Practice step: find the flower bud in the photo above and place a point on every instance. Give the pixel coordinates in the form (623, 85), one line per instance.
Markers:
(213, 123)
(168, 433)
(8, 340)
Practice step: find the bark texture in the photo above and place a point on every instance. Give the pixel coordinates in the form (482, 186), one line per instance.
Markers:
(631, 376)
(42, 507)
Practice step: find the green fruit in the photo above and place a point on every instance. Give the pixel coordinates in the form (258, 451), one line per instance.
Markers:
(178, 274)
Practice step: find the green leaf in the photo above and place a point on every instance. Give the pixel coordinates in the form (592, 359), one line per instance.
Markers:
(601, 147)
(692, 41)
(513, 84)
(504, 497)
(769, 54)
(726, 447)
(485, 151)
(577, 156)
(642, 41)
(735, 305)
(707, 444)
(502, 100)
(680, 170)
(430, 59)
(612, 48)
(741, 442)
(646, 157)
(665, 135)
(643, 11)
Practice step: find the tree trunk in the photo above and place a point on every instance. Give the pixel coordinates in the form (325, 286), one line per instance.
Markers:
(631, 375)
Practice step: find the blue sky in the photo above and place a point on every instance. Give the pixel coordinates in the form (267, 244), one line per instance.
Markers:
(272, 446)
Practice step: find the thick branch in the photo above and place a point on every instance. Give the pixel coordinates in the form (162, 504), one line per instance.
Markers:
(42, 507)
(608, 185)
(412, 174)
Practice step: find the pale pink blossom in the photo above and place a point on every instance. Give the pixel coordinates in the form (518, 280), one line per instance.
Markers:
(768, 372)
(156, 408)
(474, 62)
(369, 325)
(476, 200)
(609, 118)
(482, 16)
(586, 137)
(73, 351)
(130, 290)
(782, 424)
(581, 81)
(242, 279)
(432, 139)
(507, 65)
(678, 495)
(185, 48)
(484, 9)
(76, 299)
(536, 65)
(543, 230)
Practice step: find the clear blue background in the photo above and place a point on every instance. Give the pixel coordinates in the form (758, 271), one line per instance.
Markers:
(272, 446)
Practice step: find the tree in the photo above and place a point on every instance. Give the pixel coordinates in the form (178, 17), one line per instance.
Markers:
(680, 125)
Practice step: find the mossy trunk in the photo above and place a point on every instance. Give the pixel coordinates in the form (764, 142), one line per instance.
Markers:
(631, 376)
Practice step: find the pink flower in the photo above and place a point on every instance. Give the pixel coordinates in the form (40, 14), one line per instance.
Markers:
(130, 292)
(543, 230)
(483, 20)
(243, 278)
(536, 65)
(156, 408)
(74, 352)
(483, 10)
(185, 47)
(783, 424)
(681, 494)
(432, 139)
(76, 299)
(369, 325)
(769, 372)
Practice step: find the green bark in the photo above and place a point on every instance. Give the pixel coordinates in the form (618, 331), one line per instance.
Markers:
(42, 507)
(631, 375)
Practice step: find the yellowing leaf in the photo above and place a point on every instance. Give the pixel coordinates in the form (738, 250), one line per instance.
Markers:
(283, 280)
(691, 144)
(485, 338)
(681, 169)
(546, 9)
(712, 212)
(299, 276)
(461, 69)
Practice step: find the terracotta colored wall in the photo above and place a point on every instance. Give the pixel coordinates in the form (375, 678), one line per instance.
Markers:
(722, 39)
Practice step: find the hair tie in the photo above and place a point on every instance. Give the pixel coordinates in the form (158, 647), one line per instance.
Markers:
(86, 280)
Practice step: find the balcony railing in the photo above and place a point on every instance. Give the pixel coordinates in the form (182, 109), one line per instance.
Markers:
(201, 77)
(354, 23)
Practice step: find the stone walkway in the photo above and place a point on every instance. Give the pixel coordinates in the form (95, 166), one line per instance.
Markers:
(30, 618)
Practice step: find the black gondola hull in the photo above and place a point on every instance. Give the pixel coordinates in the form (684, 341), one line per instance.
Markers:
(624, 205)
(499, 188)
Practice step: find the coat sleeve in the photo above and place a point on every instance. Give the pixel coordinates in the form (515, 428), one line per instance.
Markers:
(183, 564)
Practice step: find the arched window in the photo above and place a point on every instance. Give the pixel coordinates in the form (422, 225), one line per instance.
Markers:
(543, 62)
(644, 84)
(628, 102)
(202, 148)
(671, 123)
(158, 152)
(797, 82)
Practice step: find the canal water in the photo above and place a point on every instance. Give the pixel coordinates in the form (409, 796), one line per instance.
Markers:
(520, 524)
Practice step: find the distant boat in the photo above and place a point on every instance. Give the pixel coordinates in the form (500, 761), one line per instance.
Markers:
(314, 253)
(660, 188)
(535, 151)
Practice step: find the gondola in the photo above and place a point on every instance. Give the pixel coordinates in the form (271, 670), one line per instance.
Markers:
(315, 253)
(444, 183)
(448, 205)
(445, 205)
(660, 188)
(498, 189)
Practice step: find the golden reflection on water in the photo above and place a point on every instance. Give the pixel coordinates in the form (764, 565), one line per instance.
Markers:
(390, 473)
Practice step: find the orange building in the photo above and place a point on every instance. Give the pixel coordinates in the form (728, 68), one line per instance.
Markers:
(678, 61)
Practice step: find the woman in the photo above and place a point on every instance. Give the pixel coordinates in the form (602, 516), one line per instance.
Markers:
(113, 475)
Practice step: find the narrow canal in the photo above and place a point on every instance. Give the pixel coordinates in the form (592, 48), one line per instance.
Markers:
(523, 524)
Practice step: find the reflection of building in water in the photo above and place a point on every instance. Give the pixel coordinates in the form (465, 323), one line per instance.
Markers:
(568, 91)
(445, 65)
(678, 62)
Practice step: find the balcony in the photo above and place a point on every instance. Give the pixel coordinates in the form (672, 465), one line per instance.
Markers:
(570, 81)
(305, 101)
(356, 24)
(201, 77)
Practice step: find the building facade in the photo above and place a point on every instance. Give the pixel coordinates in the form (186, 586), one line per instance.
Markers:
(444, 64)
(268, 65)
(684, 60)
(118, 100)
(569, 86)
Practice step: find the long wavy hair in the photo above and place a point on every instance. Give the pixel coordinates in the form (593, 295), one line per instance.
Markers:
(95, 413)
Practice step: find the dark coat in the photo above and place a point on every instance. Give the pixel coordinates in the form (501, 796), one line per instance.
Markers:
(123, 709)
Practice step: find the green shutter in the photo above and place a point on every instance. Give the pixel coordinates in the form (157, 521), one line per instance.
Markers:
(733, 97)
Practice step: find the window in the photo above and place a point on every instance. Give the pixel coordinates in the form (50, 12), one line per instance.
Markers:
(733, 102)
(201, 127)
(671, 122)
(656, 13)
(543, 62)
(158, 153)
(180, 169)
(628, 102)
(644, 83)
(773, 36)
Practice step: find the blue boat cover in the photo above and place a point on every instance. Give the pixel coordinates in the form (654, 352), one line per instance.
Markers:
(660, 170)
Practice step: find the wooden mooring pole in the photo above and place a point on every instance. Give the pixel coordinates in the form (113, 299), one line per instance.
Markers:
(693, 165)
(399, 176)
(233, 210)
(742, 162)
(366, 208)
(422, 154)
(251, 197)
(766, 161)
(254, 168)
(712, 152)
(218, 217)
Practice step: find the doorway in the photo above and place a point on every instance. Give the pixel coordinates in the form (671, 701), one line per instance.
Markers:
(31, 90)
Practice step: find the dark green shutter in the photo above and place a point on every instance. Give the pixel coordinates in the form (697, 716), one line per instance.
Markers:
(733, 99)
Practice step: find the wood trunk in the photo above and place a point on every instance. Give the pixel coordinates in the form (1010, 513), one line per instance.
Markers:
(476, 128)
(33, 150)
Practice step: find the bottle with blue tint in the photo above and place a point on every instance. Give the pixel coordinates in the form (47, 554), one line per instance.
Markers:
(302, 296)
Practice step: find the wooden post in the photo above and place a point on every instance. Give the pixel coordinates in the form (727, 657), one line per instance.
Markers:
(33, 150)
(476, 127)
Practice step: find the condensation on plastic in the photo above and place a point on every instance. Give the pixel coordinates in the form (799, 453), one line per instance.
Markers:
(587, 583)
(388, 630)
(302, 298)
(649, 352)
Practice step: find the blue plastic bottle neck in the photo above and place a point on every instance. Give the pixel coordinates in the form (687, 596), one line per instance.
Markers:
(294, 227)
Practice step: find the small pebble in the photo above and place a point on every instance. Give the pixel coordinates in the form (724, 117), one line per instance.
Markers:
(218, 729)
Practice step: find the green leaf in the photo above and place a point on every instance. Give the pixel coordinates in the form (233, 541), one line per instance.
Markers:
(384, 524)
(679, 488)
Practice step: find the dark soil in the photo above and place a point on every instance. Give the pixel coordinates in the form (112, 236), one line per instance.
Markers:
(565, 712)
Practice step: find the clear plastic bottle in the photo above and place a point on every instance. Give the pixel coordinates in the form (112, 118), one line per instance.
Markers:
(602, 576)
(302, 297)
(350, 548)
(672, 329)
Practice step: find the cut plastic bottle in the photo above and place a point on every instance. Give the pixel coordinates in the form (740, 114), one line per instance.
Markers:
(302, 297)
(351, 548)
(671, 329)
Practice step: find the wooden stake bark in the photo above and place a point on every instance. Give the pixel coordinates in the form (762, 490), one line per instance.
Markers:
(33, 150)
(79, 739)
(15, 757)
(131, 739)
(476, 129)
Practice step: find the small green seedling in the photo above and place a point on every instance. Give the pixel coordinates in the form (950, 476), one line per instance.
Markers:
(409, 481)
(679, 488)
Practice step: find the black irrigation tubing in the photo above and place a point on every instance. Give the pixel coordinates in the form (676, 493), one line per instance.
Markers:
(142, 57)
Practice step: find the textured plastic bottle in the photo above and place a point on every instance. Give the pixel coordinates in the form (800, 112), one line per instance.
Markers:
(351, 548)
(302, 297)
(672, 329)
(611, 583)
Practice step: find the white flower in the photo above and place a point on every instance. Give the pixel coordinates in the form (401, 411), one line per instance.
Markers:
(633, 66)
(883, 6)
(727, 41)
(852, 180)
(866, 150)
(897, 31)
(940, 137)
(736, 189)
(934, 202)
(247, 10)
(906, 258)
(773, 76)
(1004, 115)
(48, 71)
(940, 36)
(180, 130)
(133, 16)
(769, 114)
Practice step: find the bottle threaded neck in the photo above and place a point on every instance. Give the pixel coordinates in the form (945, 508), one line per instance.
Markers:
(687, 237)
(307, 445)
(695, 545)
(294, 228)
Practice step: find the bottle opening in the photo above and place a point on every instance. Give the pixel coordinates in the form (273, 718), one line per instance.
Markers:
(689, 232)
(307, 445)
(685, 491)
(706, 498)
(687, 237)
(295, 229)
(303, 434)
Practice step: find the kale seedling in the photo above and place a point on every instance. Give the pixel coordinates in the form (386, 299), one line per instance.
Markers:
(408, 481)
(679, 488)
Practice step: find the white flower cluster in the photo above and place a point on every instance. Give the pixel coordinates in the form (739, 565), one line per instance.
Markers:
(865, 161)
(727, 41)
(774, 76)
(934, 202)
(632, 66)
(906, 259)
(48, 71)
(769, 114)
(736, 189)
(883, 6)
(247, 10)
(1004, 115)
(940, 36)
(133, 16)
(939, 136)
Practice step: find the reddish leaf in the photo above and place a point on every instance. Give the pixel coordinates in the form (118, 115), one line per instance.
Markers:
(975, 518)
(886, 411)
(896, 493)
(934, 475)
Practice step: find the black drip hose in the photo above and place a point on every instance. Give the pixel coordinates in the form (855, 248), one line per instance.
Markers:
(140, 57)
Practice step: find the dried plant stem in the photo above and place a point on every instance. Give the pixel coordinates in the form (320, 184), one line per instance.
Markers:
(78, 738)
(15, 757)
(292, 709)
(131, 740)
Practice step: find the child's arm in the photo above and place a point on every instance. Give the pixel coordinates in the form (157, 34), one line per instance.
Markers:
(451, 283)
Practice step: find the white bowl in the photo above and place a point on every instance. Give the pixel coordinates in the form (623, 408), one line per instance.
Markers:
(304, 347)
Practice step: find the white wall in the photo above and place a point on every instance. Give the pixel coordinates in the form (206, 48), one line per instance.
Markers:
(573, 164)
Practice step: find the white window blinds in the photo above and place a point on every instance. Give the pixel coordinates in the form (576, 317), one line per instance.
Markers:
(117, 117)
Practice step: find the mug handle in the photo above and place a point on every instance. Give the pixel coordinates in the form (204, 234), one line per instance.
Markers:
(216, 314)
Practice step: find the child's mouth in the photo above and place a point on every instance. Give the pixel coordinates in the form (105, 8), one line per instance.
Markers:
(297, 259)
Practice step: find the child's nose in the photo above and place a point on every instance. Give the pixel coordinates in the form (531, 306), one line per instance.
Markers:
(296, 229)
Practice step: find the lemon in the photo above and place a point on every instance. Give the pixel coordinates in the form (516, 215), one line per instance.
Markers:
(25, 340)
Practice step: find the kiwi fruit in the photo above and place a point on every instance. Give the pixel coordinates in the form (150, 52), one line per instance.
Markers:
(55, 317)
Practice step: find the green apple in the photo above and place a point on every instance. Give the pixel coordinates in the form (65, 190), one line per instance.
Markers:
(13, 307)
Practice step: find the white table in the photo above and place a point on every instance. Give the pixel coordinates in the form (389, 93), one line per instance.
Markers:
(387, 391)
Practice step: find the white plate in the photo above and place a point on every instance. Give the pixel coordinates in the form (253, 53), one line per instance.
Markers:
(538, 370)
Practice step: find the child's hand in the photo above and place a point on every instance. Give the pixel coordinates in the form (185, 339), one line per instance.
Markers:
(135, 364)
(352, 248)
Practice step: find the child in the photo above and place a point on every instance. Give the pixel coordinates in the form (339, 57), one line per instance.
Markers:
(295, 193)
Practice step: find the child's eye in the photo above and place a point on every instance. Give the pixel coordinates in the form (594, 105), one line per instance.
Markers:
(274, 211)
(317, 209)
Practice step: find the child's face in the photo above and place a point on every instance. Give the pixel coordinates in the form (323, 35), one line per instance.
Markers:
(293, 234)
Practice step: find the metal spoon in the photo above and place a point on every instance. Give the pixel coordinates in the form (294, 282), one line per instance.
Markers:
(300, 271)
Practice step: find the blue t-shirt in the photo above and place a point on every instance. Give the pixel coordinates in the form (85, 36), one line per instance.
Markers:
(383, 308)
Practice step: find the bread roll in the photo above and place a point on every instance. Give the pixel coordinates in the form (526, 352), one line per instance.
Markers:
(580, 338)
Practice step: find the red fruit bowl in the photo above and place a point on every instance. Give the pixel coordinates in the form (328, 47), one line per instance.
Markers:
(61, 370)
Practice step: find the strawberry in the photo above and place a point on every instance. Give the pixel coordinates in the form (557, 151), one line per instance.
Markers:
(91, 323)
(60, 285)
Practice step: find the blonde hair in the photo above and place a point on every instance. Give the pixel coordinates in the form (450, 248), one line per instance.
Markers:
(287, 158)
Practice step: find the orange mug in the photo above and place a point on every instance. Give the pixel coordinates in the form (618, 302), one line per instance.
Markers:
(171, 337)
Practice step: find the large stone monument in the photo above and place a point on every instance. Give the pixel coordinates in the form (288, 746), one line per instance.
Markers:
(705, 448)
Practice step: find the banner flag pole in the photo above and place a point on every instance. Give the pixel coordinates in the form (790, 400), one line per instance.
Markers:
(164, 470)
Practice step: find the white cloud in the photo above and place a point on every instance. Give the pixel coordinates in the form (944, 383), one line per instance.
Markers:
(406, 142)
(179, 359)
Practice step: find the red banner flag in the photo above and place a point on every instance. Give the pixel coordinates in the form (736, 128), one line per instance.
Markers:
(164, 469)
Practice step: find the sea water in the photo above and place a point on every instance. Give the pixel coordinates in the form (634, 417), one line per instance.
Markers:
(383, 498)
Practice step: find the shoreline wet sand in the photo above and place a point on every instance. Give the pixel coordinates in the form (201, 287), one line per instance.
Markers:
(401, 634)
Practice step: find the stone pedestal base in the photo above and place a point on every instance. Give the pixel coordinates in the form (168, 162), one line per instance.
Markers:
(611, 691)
○ ○ ○ ○
▶ **What to do**
When you repeat the lines, start with the first line of the material and end with the line that contains "Practice step: find the pale", keeping both and reproducing each exactly, with nothing added.

▶ **Exercise output**
Practice step: find the flower bud in the photo above and place a point on every instance. Give the pixel coordinates in the form (623, 85), one line per instance.
Markers:
(213, 123)
(168, 433)
(8, 340)
Practice step: find the bark texture in the photo above and place a point on every instance. Give the pixel coordinates in the form (482, 186), one line per instance.
Markers:
(631, 376)
(42, 507)
Practice step: find the green fruit in the photo above and place a point on every instance. Give the pixel coordinates in the form (258, 451), one line per instance.
Markers:
(178, 274)
Practice step: find the green leaf in the photo above and place a point on every instance. Give the pixel coordinates in the form (592, 359), one line per instance.
Markers:
(601, 147)
(692, 41)
(513, 84)
(504, 497)
(769, 54)
(726, 447)
(485, 151)
(577, 156)
(642, 41)
(735, 305)
(707, 444)
(502, 100)
(680, 170)
(430, 59)
(612, 48)
(741, 442)
(646, 157)
(665, 135)
(643, 11)
Practice step: find the tree trunk in the photo above and place a point on every instance. Give the pixel coordinates in the form (325, 286), one line per instance.
Markers:
(631, 375)
Practice step: find the blue sky in the photo above and place a point on every instance. Give the pixel coordinates in the form (267, 244), one line per instance.
Markers:
(272, 446)
Practice step: find the thick branch in the photo above and place a point on every instance. Give the pixel coordinates in the form (162, 504), one line per instance.
Markers:
(42, 507)
(608, 185)
(412, 174)
Practice step: find the pale pink blossom in the photo above and place a point on every instance. Give the pixel coordinates in the form (518, 280), one line per instance.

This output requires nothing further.